PROBLEM DETAILS: Rewrite the entire listing below as a numbered list, omitting the blank lines.

PROVIDED INFORMATION:
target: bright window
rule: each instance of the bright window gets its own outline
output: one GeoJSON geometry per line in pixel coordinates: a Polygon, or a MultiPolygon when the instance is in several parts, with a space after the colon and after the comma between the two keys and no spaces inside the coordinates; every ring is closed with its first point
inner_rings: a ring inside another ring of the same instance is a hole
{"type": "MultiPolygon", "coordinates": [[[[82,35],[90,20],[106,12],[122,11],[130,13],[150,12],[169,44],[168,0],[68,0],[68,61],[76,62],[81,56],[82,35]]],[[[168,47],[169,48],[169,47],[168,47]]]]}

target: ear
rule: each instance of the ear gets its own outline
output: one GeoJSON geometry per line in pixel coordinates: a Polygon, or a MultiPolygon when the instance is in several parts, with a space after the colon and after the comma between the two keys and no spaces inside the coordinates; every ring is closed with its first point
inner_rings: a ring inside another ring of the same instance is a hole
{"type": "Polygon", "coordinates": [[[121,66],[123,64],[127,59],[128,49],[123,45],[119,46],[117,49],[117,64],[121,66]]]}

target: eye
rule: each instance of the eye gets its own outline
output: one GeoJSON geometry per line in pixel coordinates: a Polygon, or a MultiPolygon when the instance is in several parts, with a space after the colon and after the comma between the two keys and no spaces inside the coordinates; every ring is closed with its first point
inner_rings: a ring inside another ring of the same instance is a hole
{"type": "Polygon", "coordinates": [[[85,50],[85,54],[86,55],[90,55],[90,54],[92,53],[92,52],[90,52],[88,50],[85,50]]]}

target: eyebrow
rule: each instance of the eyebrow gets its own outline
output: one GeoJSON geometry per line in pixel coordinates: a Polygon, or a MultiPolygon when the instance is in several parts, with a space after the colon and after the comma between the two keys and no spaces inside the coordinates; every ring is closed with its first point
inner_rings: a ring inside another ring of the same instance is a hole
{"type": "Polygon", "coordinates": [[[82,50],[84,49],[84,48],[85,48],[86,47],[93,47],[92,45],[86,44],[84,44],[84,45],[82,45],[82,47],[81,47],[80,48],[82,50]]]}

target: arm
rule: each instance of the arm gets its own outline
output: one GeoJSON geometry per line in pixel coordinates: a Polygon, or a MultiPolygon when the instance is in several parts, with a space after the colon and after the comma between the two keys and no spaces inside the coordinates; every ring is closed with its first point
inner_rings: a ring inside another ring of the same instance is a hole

FULL ANSWER:
1. target: bright window
2. rule: each instance of the bright window gets its own outline
3. output: one GeoJSON geometry per line in pixel coordinates: a Polygon, or a MultiPolygon when the instance is in several parts, with a space after the colon and after the comma between the two keys and no spaces inside the coordinates; every ring is closed with its first point
4. inner_rings: a ring inside another ring of the same instance is a hole
5. {"type": "MultiPolygon", "coordinates": [[[[82,35],[90,20],[106,12],[122,11],[130,13],[150,12],[169,44],[168,0],[68,0],[68,61],[76,62],[81,56],[82,35]]],[[[168,47],[169,48],[169,47],[168,47]]]]}
6. target: ear
7. rule: each instance of the ear gets its own outline
8. output: one GeoJSON geometry per line in pixel coordinates: a Polygon, or a MultiPolygon when the instance is in several parts, with a space after the colon and after the comma between the two keys and no spaces inside the coordinates; every ring is closed with its first point
9. inner_rings: a ring inside another ring of the same instance is a hole
10. {"type": "Polygon", "coordinates": [[[121,66],[123,64],[127,59],[128,49],[123,45],[119,46],[117,49],[117,64],[121,66]]]}
11. target: eye
12. rule: each instance of the eye gets its own outline
13. output: one GeoJSON geometry per line in pixel coordinates: a Polygon, or a MultiPolygon when the instance is in several parts, with a space after the colon and after the comma between the two keys and no spaces inside the coordinates; every ring is closed with its first point
14. inner_rings: a ring inside another ring of the same instance is a hole
15. {"type": "Polygon", "coordinates": [[[85,50],[85,54],[86,55],[90,55],[90,54],[92,53],[92,52],[90,52],[88,50],[85,50]]]}
16. target: eyebrow
17. rule: each instance of the eyebrow gets its own outline
18. output: one GeoJSON geometry per line in pixel coordinates: a Polygon, or a MultiPolygon when the instance is in several parts, with a space after the colon and after the comma between the two keys and no spaces inside the coordinates; every ring is closed with its first point
19. inner_rings: a ring inside another ring of the same instance is a hole
20. {"type": "Polygon", "coordinates": [[[82,50],[84,49],[84,48],[85,48],[86,47],[93,47],[92,45],[86,44],[84,44],[84,45],[82,45],[82,47],[81,47],[80,48],[82,50]]]}
21. target: arm
22. rule: each instance of the arm gets its own outline
23. output: one GeoJSON geometry per line in pixel coordinates: a Polygon, or a MultiPolygon when the instance is in several parts, with a space after the colon and after the comma between the two keys and no spaces inside the coordinates; every ring is closed with its first point
24. inner_rings: a ring inside another ring of the same instance is a hole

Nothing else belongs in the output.